____ PAGE TEXT

Neglected, dusty, and crisp—3 descriptives that aptly describe the Bible that sits motionless from the bookshelf in many American homes. It rests just low enough on the shelf to be noticed, yet remains high enough to go untouched. Recent estimates purport 3.9 billion Bibles have been purchased over the past 50 years. Ben Irwin, a creator of the Community Bible Experience, rightly suggests a vast difference between “best selling” and “most read.” Too often our shelves hold our Bibles more than our hands do.
Much has been said on the topic of biblical illiteracy within post-Christian society. Pastors are scrambling to motivate their congregations while theologians are bewildered by its neglect. In contrast to many recent voices, we do not merely have a how to read Scripture problem. It’s much more foundational than that. We’ve lost the vision as to why the text matters in the first place.
So lets begin with a presupposition over and against our functionally agnostic/deistic, (post)enlightened, 21st century, social media savvy, multi-tasking, sophisticated society:
God is loquacious.
The Scriptures begin with God preaching into the formless void. A.W. Tozer believed, “Scripture is the inevitable outcome of God’s continuous speech.” Even the periods of God’s ostensible silence communicates a message. The 3 shifts below are hardly comprehensive. However, they suggest 3 subtle, yet significant imperatives congregations should make in reclaiming Scripture in both personal and communal contexts.
Shift 1: From “Read Your Bible” to “Know Your Story”
At the height of modern evangelicalism, the pastor’s directive to read the Bible was received by eager and compliant congregations. That moment has passed. But we now inhabit a time obsessed with story. Providentially, I believe the Scriptures speak directly within a story-centric milieu.

________
____ GIVEN RECORDS

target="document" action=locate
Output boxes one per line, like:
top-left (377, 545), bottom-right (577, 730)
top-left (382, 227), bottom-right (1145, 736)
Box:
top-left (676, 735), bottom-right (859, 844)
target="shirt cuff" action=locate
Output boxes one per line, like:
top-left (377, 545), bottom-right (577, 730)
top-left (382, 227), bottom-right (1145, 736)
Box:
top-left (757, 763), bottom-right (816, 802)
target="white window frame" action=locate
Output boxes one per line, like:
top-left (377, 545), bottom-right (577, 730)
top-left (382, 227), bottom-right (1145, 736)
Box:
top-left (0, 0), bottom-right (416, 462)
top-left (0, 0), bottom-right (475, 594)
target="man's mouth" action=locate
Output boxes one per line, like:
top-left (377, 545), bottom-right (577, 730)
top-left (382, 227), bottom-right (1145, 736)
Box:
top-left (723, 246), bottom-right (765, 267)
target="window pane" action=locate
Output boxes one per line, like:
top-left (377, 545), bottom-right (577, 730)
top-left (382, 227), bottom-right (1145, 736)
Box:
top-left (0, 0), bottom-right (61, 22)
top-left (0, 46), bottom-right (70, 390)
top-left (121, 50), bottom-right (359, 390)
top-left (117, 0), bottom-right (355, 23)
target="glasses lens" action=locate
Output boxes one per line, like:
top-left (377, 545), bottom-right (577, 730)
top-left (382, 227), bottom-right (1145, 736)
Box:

________

- [PROBLEM TO WORK ON]: From the piece above on reclaiming Scripture, lift out verbatim the stretch that starts with the words containing "So lets begin" and finishes with "God is loquacious.".

- [RESPONSE FOR THIS EXERCISE]:
So lets begin with a presupposition over and against our functionally agnostic/deistic, (post)enlightened, 21st century, social media savvy, multi-tasking, sophisticated society:
God is loquacious.